**Do this**
Starting at the beginning of the records and ending at the line that contains "[(298, 12)]", reproduce everything, requests included, but leave out the picture. Multiply each point coordinate in the answers by 1.75 and round to whole numbers, with halves rounded up.

**The input**

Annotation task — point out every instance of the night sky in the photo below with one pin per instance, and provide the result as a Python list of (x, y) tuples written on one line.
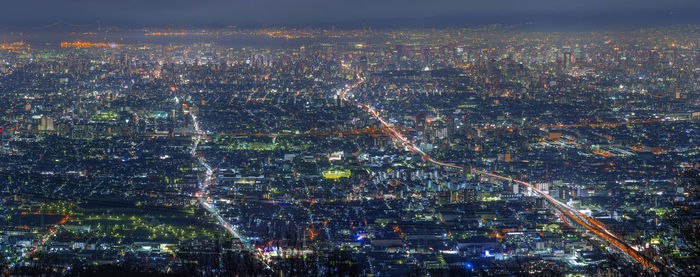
[(298, 12)]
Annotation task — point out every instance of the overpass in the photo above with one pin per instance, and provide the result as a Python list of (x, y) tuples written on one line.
[(586, 222)]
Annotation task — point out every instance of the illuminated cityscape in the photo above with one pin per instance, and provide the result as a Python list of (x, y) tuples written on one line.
[(414, 142)]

**Completed task**
Annotation task — point out every instance of the night sky in the photo below with one pin per instance, and provide the result as a Python list of (x, y) tuples written on one line.
[(522, 21)]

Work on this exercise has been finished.